Dataset rows
━━━━━━
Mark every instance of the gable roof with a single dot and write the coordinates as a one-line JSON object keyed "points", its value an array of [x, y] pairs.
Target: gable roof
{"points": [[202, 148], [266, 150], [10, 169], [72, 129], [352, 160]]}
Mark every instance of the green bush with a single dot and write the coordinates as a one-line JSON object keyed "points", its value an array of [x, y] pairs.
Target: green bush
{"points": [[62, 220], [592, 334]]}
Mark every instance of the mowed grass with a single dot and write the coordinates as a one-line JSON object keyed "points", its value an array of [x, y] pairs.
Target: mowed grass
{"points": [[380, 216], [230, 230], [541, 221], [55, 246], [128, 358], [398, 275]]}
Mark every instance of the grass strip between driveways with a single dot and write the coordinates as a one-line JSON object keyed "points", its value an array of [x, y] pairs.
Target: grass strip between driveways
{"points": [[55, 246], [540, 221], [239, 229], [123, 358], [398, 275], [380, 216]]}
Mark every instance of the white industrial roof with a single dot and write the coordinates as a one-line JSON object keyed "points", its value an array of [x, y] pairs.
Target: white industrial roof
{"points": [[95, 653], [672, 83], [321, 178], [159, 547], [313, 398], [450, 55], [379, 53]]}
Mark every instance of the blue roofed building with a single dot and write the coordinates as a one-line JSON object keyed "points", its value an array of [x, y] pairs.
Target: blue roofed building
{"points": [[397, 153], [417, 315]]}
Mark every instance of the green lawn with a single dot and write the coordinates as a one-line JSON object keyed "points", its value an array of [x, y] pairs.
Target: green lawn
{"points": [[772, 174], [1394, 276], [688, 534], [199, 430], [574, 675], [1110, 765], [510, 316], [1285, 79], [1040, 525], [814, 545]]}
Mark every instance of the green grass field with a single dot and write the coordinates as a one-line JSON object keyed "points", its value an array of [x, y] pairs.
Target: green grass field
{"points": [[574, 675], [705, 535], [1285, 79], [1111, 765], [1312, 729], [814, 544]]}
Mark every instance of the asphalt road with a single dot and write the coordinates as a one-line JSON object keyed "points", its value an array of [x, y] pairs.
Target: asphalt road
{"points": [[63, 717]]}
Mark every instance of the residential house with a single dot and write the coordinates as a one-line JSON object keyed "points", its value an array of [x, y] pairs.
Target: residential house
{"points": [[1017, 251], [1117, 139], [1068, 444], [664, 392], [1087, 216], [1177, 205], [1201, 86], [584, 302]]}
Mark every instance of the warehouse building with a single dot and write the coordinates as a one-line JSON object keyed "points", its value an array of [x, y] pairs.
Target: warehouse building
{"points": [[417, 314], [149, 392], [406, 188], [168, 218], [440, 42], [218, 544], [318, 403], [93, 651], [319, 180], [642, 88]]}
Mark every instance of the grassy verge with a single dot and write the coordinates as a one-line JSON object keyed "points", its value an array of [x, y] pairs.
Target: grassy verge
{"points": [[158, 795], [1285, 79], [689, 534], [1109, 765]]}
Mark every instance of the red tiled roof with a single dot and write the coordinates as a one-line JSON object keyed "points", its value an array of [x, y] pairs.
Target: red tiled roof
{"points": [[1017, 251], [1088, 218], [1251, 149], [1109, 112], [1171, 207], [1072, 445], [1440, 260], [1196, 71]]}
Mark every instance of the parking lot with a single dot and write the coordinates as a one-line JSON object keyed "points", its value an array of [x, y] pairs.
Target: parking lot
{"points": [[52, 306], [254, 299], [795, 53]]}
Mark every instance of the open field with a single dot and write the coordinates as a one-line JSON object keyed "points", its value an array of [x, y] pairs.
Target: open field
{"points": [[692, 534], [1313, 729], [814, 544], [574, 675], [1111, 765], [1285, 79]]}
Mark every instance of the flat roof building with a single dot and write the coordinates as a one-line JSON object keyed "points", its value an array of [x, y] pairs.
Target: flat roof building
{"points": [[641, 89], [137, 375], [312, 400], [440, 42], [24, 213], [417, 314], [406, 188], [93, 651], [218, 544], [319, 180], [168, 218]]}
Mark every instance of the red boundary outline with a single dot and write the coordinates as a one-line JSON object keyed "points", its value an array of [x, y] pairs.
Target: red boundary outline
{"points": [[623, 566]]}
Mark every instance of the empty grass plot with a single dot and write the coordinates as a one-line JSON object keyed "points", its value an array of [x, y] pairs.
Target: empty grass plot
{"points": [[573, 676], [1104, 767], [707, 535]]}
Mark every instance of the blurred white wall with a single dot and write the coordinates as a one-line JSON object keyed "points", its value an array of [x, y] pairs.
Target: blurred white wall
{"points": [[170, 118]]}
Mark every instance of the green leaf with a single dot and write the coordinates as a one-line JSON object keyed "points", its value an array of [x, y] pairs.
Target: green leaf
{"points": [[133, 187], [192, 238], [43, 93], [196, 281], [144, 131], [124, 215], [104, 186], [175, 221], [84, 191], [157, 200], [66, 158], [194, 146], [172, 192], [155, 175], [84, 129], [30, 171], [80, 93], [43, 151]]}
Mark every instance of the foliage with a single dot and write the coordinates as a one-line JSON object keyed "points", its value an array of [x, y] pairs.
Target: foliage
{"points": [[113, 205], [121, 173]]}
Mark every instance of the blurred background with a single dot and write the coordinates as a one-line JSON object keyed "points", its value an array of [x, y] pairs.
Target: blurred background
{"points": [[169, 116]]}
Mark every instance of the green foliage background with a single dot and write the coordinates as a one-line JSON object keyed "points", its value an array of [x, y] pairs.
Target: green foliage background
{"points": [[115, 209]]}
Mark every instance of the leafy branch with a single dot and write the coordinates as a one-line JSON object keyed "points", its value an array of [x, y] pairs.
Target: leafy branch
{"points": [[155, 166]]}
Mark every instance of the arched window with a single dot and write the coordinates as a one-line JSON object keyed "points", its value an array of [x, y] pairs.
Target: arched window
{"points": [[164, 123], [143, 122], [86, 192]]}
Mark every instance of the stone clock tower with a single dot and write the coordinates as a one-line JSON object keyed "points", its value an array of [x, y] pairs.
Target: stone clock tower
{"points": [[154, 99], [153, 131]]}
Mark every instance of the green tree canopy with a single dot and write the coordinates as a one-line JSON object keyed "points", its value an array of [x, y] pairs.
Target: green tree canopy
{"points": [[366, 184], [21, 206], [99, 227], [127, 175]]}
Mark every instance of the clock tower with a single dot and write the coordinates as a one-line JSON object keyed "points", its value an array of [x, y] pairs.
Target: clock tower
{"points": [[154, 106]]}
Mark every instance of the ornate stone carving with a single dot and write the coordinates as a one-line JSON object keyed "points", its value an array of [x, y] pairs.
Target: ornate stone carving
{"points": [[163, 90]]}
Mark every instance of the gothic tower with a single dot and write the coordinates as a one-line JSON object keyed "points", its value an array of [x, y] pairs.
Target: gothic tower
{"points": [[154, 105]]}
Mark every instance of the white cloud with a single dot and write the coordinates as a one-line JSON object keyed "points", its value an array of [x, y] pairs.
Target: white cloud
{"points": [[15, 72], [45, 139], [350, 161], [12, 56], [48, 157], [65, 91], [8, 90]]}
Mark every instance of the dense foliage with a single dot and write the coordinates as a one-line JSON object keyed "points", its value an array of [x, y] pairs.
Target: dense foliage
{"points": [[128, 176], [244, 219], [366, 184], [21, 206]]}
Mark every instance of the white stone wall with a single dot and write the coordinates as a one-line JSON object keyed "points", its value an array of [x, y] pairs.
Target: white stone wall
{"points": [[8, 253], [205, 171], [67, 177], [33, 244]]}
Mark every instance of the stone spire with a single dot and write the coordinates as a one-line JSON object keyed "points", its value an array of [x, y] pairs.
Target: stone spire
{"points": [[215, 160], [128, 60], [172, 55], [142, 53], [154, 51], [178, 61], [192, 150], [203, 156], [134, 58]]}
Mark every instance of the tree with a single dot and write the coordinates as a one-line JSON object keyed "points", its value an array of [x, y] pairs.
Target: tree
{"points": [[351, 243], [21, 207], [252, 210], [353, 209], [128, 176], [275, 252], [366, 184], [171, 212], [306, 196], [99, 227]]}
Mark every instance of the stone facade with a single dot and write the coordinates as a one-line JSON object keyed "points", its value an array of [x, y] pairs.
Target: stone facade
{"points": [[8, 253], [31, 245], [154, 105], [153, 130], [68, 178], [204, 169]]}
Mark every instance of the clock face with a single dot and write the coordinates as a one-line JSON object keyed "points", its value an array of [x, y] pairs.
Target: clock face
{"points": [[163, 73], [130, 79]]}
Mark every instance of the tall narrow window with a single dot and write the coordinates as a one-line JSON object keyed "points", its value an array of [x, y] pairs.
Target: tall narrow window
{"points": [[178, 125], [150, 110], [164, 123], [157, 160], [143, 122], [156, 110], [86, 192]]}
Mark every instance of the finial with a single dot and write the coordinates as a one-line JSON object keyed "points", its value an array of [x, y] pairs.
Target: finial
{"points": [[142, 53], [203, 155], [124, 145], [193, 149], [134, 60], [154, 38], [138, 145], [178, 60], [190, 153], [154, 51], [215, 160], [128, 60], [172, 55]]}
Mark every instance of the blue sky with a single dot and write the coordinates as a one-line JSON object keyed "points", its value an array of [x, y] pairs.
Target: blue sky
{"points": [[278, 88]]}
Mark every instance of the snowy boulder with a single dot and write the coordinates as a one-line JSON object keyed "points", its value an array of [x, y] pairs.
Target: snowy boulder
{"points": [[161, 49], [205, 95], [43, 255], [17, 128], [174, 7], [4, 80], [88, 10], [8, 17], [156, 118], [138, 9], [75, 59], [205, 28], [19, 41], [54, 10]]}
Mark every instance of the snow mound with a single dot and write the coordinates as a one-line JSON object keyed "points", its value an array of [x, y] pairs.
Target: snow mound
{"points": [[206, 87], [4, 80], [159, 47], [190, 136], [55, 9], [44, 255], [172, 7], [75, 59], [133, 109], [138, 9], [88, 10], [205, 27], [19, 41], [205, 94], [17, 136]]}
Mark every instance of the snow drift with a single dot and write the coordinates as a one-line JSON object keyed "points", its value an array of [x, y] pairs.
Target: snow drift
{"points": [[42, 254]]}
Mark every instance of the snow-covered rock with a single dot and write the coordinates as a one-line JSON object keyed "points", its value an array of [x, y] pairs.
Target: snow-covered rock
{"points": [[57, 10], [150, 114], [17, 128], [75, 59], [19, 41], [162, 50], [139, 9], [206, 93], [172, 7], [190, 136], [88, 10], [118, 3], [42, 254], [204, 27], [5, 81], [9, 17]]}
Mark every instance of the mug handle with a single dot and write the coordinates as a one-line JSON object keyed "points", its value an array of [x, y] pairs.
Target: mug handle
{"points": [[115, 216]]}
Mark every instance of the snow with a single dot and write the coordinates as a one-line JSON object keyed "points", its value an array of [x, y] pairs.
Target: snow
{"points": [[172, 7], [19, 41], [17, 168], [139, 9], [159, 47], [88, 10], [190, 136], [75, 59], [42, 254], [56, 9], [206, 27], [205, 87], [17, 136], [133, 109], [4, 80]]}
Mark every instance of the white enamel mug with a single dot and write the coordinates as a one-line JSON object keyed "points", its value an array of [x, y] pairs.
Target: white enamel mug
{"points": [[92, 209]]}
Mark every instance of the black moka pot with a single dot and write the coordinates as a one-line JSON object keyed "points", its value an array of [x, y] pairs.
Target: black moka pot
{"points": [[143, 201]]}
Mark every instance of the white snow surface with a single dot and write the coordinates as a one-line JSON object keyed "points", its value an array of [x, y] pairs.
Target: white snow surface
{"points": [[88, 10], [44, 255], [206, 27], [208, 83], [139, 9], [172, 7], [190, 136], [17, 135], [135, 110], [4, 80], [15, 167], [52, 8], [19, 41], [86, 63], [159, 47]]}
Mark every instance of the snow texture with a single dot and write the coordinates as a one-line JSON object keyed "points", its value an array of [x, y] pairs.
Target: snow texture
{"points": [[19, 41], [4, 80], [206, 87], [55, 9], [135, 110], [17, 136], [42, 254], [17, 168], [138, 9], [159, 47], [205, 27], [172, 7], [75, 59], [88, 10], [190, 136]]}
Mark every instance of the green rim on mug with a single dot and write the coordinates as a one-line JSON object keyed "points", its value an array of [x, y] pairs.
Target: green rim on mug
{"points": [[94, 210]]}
━━━━━━
### Job
Nothing but the lines from the one with "Mark every instance of the mug" through the last line should be repeated, each exactly as it stands.

### Final result
Mark every instance of the mug handle with a single dot and write the coordinates as a one-line JSON object keyed "points", its value an array of [x, y] pairs.
Target: mug handle
{"points": [[115, 216]]}
Mark every instance of the snow with a single dot and write the coordinates as a one-line JSON object keyed "points", its value an array of [x, y] pairs.
Target: snow
{"points": [[172, 7], [19, 41], [17, 168], [139, 9], [159, 47], [88, 10], [190, 136], [75, 59], [42, 254], [56, 9], [206, 27], [205, 87], [17, 136], [133, 109], [4, 80]]}
Mark every instance of the white enamel mug with a single dot and write the coordinates as a one-line JSON object keyed "points", its value an array of [x, y] pairs.
Target: white enamel mug
{"points": [[92, 209]]}
Mark every instance of the black moka pot with a single dot and write the coordinates as a one-line JSON object keyed "points", its value an array of [x, y] pairs.
Target: black moka pot
{"points": [[143, 201]]}
Mark every instance of the white snow surface with a single dot and write the coordinates as a one-line JSON object keyed "points", its value an array of [x, y] pairs.
Target: white snow surface
{"points": [[88, 10], [44, 255], [206, 27], [208, 83], [139, 9], [172, 7], [190, 136], [17, 135], [135, 110], [4, 80], [15, 167], [52, 8], [19, 41], [86, 63], [159, 47]]}
Mark every instance of the snow texture with a single dot and write the coordinates as a one-line JSON object keyed "points", its value an array of [x, y] pairs.
Target: snow texture
{"points": [[19, 41], [4, 80], [206, 87], [55, 9], [135, 110], [17, 136], [42, 254], [17, 168], [138, 9], [159, 47], [205, 27], [172, 7], [75, 59], [88, 10], [190, 136]]}
Mark every instance of the green rim on mug with a single dot and write the coordinates as a one-line JSON object keyed "points", its value an array of [x, y] pairs.
Target: green rim on mug
{"points": [[94, 210]]}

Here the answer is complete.